(Rows of box annotation data)
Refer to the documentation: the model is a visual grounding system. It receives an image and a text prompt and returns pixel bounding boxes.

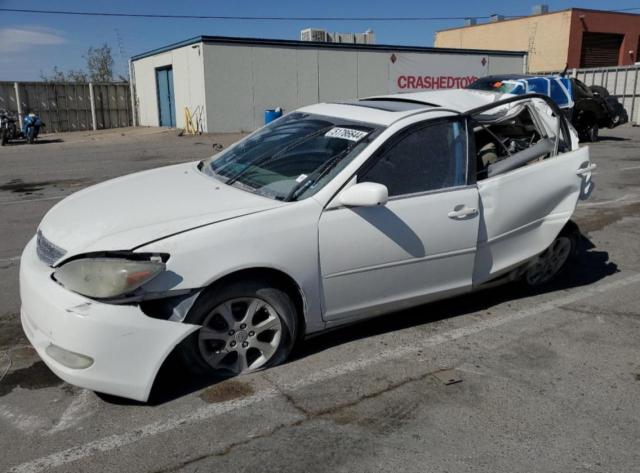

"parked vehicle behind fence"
[0,110,44,146]
[469,75,629,142]
[0,110,21,146]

# SET PROBLEM:
Reproduce all of the records with "wall" substituted for "fence", keeping everything else the same. Omit the pictures from your answer.

# WORKED ANSWER:
Refer to the documentation: the model is a visual grounding system. It receives an image and a text prompt and returns pixel bounding boxes.


"parked vehicle behind wall"
[0,110,44,146]
[469,75,629,142]
[0,110,21,146]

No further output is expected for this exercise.